The layout may be a dictionary of layer descriptions. A
slideshow/media presentation may have one layer, such as the
background layer, or may have multiple layers. Each layer may have
a certain set of properties that will define its visual appearance.
These properties may include background color, position and size
(i.e., related to the actual output context), a list of supported
effect presets, a list of supported transition presets, a list of
supported filter presets, or a list of supported size frames. Other
properties for defining a layer's visual appearance may be
used.
[0057] Several examples of layer properties will be illustrated.
FIG. 10A illustrates an example of the position property. The
position property may define the relative position of the layer
with respect to the output context. In an exemplary embodiment, the
supported values for the position property range from (0,0) to
(2,2). The type of value may be a string with a format (X,Y), and
the default layer position may be (0,0) (i.e., bottom left corner
of the output context). FIG. 10B illustrates an example of the size
property. The size property may define the relative size of the
layer with respect to the output context. In an exemplary
embodiment, the supported values range from (0,0) to (2,2). The
type of value may be a string with a format (W,H). The default size
may be (2,2), which means the layer will cover the whole output
context. FIG. 10C illustrates an example of a z-position property.

* [INFORMATION SHOWN]:
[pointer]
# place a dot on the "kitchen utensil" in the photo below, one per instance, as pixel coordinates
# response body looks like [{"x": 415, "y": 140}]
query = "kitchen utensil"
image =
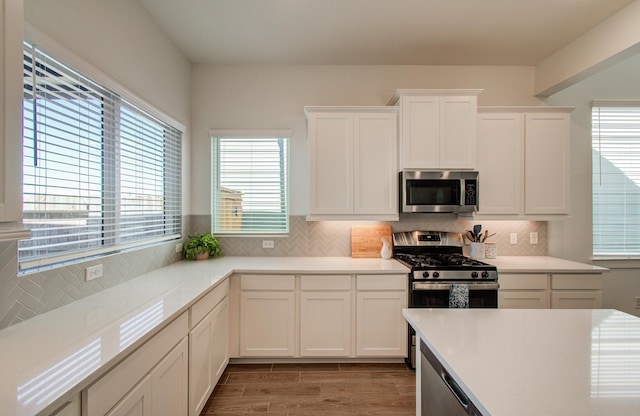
[{"x": 470, "y": 236}]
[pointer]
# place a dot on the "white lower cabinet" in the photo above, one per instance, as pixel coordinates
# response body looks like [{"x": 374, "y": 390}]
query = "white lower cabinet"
[
  {"x": 523, "y": 291},
  {"x": 325, "y": 316},
  {"x": 381, "y": 331},
  {"x": 544, "y": 291},
  {"x": 208, "y": 355},
  {"x": 72, "y": 408},
  {"x": 161, "y": 393},
  {"x": 267, "y": 311},
  {"x": 576, "y": 291},
  {"x": 523, "y": 299},
  {"x": 136, "y": 403},
  {"x": 152, "y": 380}
]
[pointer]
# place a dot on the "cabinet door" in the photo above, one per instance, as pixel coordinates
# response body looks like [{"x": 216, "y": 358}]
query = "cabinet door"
[
  {"x": 375, "y": 163},
  {"x": 325, "y": 324},
  {"x": 569, "y": 299},
  {"x": 381, "y": 329},
  {"x": 500, "y": 163},
  {"x": 169, "y": 383},
  {"x": 136, "y": 403},
  {"x": 220, "y": 344},
  {"x": 267, "y": 324},
  {"x": 201, "y": 382},
  {"x": 208, "y": 355},
  {"x": 331, "y": 163},
  {"x": 547, "y": 172},
  {"x": 70, "y": 409},
  {"x": 532, "y": 299},
  {"x": 420, "y": 132},
  {"x": 458, "y": 132}
]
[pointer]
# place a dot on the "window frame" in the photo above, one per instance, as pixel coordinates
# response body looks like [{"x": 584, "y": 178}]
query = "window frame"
[
  {"x": 596, "y": 170},
  {"x": 139, "y": 107},
  {"x": 249, "y": 134}
]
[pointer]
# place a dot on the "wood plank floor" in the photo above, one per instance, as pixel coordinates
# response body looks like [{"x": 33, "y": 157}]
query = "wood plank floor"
[{"x": 314, "y": 390}]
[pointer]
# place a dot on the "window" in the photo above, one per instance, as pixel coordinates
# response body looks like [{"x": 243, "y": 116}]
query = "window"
[
  {"x": 250, "y": 182},
  {"x": 616, "y": 179},
  {"x": 99, "y": 173}
]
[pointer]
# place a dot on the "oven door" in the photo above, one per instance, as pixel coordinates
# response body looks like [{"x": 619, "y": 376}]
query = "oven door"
[{"x": 436, "y": 295}]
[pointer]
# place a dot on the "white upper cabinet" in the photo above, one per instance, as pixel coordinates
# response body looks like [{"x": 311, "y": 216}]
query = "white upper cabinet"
[
  {"x": 500, "y": 163},
  {"x": 523, "y": 161},
  {"x": 547, "y": 170},
  {"x": 11, "y": 35},
  {"x": 437, "y": 128},
  {"x": 352, "y": 163}
]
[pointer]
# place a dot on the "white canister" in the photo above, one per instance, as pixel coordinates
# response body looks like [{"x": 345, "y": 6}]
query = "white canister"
[
  {"x": 476, "y": 250},
  {"x": 490, "y": 250}
]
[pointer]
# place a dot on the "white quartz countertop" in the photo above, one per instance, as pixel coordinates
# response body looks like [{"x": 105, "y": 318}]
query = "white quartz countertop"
[
  {"x": 538, "y": 362},
  {"x": 47, "y": 358},
  {"x": 541, "y": 264}
]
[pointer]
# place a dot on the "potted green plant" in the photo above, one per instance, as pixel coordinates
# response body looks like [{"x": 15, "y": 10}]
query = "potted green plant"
[{"x": 201, "y": 247}]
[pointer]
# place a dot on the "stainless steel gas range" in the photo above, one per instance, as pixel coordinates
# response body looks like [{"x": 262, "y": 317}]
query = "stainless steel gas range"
[{"x": 436, "y": 262}]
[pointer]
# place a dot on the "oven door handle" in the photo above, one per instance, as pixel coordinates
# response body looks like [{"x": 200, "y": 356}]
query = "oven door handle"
[{"x": 447, "y": 286}]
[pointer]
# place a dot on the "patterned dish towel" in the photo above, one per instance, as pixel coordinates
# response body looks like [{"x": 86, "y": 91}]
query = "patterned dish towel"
[{"x": 459, "y": 295}]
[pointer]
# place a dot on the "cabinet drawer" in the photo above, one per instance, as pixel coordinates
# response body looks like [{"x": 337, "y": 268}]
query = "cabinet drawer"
[
  {"x": 576, "y": 281},
  {"x": 382, "y": 282},
  {"x": 106, "y": 392},
  {"x": 523, "y": 281},
  {"x": 575, "y": 299},
  {"x": 206, "y": 304},
  {"x": 267, "y": 282},
  {"x": 325, "y": 282}
]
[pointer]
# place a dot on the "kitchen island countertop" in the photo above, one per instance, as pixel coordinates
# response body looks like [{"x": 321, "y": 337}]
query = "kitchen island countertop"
[
  {"x": 538, "y": 362},
  {"x": 541, "y": 264}
]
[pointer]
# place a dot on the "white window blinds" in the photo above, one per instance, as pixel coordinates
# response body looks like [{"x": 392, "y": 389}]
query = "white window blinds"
[
  {"x": 99, "y": 174},
  {"x": 250, "y": 183},
  {"x": 616, "y": 179}
]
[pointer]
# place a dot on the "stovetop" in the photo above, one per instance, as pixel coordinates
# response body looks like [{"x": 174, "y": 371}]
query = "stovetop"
[
  {"x": 438, "y": 255},
  {"x": 440, "y": 261}
]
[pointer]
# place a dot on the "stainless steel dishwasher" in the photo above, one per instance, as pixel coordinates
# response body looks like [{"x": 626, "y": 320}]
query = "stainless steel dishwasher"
[{"x": 440, "y": 394}]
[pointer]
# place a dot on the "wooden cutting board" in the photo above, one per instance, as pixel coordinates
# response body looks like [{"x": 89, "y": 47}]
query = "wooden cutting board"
[{"x": 365, "y": 240}]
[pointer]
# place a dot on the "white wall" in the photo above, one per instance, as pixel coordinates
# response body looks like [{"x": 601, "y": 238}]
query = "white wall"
[
  {"x": 270, "y": 97},
  {"x": 120, "y": 39},
  {"x": 572, "y": 239}
]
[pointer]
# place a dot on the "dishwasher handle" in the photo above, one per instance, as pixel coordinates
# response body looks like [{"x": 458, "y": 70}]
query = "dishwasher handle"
[{"x": 463, "y": 399}]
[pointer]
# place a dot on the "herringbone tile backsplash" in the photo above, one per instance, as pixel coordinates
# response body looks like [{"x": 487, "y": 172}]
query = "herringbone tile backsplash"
[
  {"x": 333, "y": 238},
  {"x": 22, "y": 297}
]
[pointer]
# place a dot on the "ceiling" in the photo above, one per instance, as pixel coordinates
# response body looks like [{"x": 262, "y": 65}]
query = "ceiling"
[{"x": 376, "y": 32}]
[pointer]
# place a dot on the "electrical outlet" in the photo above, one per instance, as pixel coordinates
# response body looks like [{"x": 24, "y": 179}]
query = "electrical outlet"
[{"x": 93, "y": 272}]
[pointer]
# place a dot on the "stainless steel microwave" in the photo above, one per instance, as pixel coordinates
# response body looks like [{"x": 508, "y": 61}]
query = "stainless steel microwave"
[{"x": 438, "y": 191}]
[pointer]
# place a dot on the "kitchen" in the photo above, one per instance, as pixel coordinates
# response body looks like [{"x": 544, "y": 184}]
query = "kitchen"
[{"x": 205, "y": 96}]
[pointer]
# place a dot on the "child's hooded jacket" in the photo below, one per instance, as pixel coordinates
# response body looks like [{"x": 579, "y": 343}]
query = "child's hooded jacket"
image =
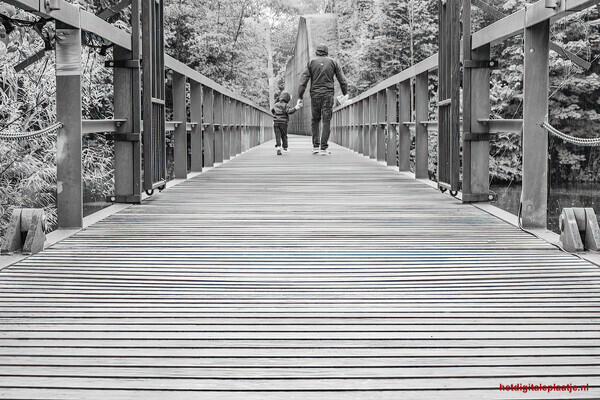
[{"x": 281, "y": 110}]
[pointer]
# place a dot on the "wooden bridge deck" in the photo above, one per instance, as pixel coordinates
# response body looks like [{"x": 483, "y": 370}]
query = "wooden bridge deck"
[{"x": 298, "y": 277}]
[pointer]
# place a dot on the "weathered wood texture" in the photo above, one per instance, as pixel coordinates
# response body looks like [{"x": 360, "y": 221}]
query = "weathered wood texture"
[{"x": 298, "y": 277}]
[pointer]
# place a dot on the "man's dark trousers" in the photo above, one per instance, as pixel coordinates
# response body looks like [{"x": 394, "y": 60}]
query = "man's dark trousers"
[
  {"x": 322, "y": 108},
  {"x": 281, "y": 133}
]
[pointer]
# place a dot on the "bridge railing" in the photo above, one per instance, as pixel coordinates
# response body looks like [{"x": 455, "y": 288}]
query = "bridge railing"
[
  {"x": 370, "y": 123},
  {"x": 222, "y": 124}
]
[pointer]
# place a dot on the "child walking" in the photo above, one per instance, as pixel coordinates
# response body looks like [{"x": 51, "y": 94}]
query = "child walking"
[{"x": 281, "y": 115}]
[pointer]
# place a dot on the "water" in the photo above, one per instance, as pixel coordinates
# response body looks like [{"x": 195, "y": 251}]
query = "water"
[{"x": 582, "y": 195}]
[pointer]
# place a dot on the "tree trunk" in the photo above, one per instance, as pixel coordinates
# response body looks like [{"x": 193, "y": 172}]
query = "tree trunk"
[{"x": 270, "y": 75}]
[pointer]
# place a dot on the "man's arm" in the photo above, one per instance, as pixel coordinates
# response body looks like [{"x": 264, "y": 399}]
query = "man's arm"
[
  {"x": 339, "y": 74},
  {"x": 290, "y": 110},
  {"x": 304, "y": 81}
]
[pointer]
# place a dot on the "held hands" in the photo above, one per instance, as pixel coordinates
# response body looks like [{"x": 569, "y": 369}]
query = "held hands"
[{"x": 342, "y": 99}]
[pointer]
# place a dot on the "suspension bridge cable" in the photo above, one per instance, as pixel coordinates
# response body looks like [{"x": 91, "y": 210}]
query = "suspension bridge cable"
[{"x": 31, "y": 135}]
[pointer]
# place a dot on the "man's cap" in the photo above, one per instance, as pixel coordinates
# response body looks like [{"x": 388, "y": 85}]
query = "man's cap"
[{"x": 322, "y": 50}]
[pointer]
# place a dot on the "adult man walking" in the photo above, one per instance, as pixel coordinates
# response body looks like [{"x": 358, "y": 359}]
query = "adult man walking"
[{"x": 321, "y": 72}]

* [DIRECTIVES]:
a. In the passage on slideshow layers, what is the default position of a layer?
b. Turn the paragraph of the passage on slideshow layers that begins "The layout may be a dictionary" into a short list that keeps its main facts.
c. Write the next part of the passage on slideshow layers, continuing from its last sentence.

* [RESULTS IN ORDER]:
a. (0,0), the bottom left corner of the output context.

b.
- The layout may be a dictionary of layer descriptions.
- A slideshow or media presentation may have one layer, such as the background layer, or several layers.
- Each layer may have a set of properties that define its visual appearance.
- These properties may include background color, position and size relative to the output context, and lists of supported effect presets, transition presets, filter presets and size frames.
- Other properties may also be used.

c.
The z-position may define the z-order of layers. For example, the
background layer of a slideshow/media presentation may have a
z-position of "0." Other optional layers may have higher z values.
The optional layers may be stacked on top of the background layer
when displayed. The default value may be "0," and the type of value
may be floating point number. FIG. 10D illustrates an example of
the base period property. The base period property may define the
scale of time for the layer. For example, a default base period of
one may be defined. A style may change the base period to three. In
this example, the playback on this layer will happen at three times
real time. The type of value may be a floating point number.
[0058] FIG. 10E illustrates an example of effect presets property.
In some embodiments, the effect presets are one of the core
properties of a style. The effect presets may be an array of effect
presets identifications (IDs). The effect presets IDs may instruct
the producer 3021 in conjunction with the core 3020 and renderer
3022 (i.e., authoring environment) as to which effects are
supported by the particular style defining the effect presets. An
effect preset ID may contain a string combining an effect ID (e.g.,
24Style.sub.--2Slides) with a preset ID that is supported by the
style (e.g., Two Landscapes-Fade). They may be combined by
concatenating the two IDS with a "/." The type of value may be an
array of strings. A style may have as many effect presets as is
necessary. If the preset ID is omitted, then all presets of the
particular effect may be supported by the style and may be used by
the producer 3021 in conjunction with the core 3020 and renderer
3022 (i.e., authoring environment).
[0059] In some embodiments, it may be convenient to select a list
of pre-defined effect presets, and then in the style, overwrite
some of the pre-defined effect presets settings in a global manner.
Overwriting may prevent a user or producer 3021 from having to
define new effect presets for all of the combinations needed in a
style or styles. FIG. 10F illustrates an example of effect settings
overwrites property. The type of values may be a dictionary of
key/value pairs.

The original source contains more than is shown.